### KUTIPAN BACAAN

Suatu hari, keponakan yang sudah saya anggap sebagai anak sendiri mengalami peristiwa tersebut. Malam naas yang tidak terlalu malam dan terjadi di tempat terbuka. Dia yang baru pulang latihan bulutangkis mampir ke rumah temannya untuk shalat Maghrib. Selanjutnya pulanglah dan di jalan mulailah kelompok remaja petarung meneriakinya. Karena tidak digubris maka dikejarlah. Jalan yang dilalui adalah jalan besar yang cukup ramai. Rumahnya hanya tersisa sekian kilometer lagi. Akan tetapi, yang terjadi mereka menendang motor hingga jatuh, rusak parah, dan hilang entah kemana, serta membawa kponakan di dekat pinggir jalan besar itu. Beramai-ramai, digilir hingga pecah tulang kepala, tangan, dan luka di sekujur tubuh. Tidak ada yang berani menolong, mengira sudah meninggal. Sebelum kemudian dibawa ke rumah sakit terdekat. Sekolah dihubungi dan menemuinya di rumah sakit. Ibunya dihubungi dan dikatakan anaknya mengalami kecelakaan. Ayahnya adalah kakak saya sudah meninggal dan ibunya seorang diri tidak bekerja, sesekali berjualan. Kami sekeluarga bahu membahu membantunya. Berharap dia akan menjadi anak laki-laki yang menjadi kebanggaan keluarga.

Ketika malam itu saya dikabari dan dikirim foto-foto kejadian itu, saya sudah membantah ini bukan kecelakaan tapi dipukuli. Hanya orang bodoh yang percaya itu adalah kecelakaan. Dan ketika besoknya saya mendatangi sekolahnya untuk mengkonfirmasi semua kejadian dan proses ke depan karena sekarang sudah kelas 12 yang akan mengikuti ujian. Air mata saya tidak dapat tertahan lagi. Terlebih ketika menyaksikannya terbaring di ruang HCU tanpa sadar.

Perlu operasi otak yang biayanya puluhan juta, mengangkat tulang kepala yang pecah. Kemudian operasi tangan yang patah remuk. Matanya belum dapat melihat. Hati seorang ibu mana yang tidak menangis melihat anak yang dibesarkan dengan penuh perjuangan terbujur kaku remuk redam. Kami bahu membahu agar operasi bisa segera dilaksanakan. Semua diurus dengan penuh perjuangan. Entah berapa lama di rumah sakit sampai akhirnya bisa dipulangkan untuk berobat jalan hingga saat ini.

######
### MATERI YANG DITAMPILKAN

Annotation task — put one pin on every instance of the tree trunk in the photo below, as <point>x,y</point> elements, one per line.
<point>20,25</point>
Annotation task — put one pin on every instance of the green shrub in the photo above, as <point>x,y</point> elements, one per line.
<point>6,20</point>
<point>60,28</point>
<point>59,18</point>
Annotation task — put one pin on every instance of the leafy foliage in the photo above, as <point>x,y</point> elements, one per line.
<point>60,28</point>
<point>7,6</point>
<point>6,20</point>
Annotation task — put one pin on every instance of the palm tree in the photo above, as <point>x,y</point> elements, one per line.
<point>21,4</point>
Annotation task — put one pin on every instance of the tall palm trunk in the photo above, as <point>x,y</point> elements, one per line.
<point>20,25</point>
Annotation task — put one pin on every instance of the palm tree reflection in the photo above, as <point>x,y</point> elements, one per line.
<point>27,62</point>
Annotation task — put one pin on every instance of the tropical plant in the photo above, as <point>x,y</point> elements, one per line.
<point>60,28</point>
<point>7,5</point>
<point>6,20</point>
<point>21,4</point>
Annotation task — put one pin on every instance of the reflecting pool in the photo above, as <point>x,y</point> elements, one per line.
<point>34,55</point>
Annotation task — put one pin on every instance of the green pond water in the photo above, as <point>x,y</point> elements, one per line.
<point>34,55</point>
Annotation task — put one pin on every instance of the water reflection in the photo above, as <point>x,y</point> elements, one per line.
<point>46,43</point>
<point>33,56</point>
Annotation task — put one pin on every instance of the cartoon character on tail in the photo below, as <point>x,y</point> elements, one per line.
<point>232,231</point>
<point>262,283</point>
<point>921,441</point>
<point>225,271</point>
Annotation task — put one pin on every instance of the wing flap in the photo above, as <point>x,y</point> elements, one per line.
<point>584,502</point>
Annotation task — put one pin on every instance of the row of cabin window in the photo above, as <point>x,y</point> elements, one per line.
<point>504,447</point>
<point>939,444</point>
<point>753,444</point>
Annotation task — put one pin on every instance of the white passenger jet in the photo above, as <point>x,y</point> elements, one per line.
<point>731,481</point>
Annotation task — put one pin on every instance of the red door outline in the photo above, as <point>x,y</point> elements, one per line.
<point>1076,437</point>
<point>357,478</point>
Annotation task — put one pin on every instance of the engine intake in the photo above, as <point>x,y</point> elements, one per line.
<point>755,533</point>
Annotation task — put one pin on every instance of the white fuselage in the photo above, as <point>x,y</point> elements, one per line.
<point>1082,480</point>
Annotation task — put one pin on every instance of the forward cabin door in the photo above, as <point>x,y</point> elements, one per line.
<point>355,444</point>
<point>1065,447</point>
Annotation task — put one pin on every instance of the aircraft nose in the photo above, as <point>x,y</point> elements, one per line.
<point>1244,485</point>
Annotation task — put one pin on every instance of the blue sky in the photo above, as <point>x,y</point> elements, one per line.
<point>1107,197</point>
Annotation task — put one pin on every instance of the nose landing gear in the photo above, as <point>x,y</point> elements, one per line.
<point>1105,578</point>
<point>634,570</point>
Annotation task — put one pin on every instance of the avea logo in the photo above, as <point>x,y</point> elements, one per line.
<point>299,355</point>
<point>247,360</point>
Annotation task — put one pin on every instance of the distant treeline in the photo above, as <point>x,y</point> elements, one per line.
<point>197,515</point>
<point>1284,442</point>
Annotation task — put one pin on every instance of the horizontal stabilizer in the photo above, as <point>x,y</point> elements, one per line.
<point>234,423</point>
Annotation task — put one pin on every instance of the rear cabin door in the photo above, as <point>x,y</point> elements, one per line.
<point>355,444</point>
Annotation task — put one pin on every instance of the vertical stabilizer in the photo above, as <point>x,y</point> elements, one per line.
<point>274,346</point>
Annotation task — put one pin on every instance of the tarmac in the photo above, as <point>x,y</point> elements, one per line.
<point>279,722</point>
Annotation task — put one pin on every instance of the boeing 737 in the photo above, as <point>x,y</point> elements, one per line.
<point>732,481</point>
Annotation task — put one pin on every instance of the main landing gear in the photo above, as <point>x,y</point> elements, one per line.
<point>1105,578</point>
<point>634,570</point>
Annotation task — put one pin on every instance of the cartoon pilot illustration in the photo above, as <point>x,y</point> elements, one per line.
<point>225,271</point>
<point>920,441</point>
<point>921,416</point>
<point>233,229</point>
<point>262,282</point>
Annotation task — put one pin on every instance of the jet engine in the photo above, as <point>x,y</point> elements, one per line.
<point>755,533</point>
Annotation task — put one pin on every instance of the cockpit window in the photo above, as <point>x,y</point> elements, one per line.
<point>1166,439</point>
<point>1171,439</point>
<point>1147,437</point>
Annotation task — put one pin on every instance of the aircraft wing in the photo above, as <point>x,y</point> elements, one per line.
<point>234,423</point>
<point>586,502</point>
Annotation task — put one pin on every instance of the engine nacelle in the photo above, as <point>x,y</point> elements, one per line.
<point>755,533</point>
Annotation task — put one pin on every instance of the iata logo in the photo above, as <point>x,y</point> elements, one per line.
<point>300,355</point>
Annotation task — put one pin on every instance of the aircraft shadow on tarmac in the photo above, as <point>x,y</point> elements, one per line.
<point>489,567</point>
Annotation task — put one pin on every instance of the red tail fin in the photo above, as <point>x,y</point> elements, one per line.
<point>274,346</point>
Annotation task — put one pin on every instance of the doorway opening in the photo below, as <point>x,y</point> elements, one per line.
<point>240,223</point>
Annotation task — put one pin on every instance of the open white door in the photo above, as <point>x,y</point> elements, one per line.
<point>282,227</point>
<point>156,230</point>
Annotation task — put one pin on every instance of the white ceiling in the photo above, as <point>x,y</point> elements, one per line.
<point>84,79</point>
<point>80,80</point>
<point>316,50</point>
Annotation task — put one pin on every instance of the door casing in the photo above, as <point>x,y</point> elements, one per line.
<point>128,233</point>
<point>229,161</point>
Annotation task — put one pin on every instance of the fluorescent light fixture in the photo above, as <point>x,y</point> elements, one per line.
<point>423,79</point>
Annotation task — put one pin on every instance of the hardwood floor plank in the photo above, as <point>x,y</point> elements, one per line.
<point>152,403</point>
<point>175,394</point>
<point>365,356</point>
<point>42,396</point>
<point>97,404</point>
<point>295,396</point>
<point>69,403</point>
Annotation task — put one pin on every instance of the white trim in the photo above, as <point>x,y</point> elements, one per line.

######

**TUGAS YANG DIKERJAKAN:**
**A)** Jawablah pertanyaan berikut berdasarkan kisah tentang keponakan yang dikeroyok itu.
(i) Dari kegiatan apa keponakan itu baru pulang sebelum mampir ke rumah temannya?
(ii) Di ruang apa penulis menyaksikan keponakannya terbaring tanpa sadar?
(iii) Operasi apa yang disebut pertama kali diperlukan, dan berapa biayanya?
**B)** Teruskan kisah tentang keponakan yang dikeroyok itu mulai dari sesudah kalimat terakhirnya.

**JAWABAN TUGAS:**
**A)**
(i) Latihan bulutangkis.
(ii) Ruang HCU.
(iii) Operasi otak untuk mengangkat tulang kepala yang pecah, dengan biaya puluhan juta.

**B)**
Luka fisik mungkin dapat dihapus perlahan, tetapi luka psikis akan terus membayangi. Dan itu adalah pekerjaan bagi kami, saya untuk terus membangkitkan kembali semangat hidupnya. Ketika dia bertanya kenapa harus dia yang menerima semua ini padahal dia bukanlah anak nakal..... Dan beribu curhatan lainya di malam hari. Setiap jawaban selalu disertai bulir air yang menetes. Allah tidak akan membebani hamba-Nya diluar batas kemampuannya. Setiap ujian kenaikan level akan semakin berat.

Bagaimana dengan pelaku? Bebas bersekolah sampai akhirnya lulus. Tak ada sanksi apapun karena sekolah menyangkal perbuatan itu oleh mereka. Tidak cukup bukti? Hati nurani tidak akan pernah cukup.

Cukuplah sudah sekolah melahirkan petarung-petarung yang berkeliaran setiap malam mencari korban. Tidak mudah menjadi pimpinan, tetapi kebijakan aturan yang tegas tentu sangat diperlukan. Begitu pula dengan kerja sama orangtua. Jadilah orangtua yang memang benar-benar peduli terhadap anaknya. Mampu mengenali anaknya di dalam maupun di luar rumah. Jangan lepaskan mereka begitu saja pada sekolah, ini tetap menjadi tanggung jawab kita bersama. Dan jadilah guru yang tidak membedakan setiap muridnya, yang terbaik ataupun yang terburuk, mereka semua membutuhkan perhatian dan pengakuan dari lingkungan sekitarnya.

Masalah pendidikan bukanlah tanggung jawab satu atau dua pihak saja. Akan tetapi, adalah tanggung jawab bersama, baik pemerintah, sekolah, orangtua, dan masyarakat. Siswa siswi adalah generasi muda yang menjadi wajah masa depan bangsa ini. Jangan lahirkan remaja petarung, tapi cetaklah remaja berkualitas dan kompeten dalam menghadapi tantangan jaman.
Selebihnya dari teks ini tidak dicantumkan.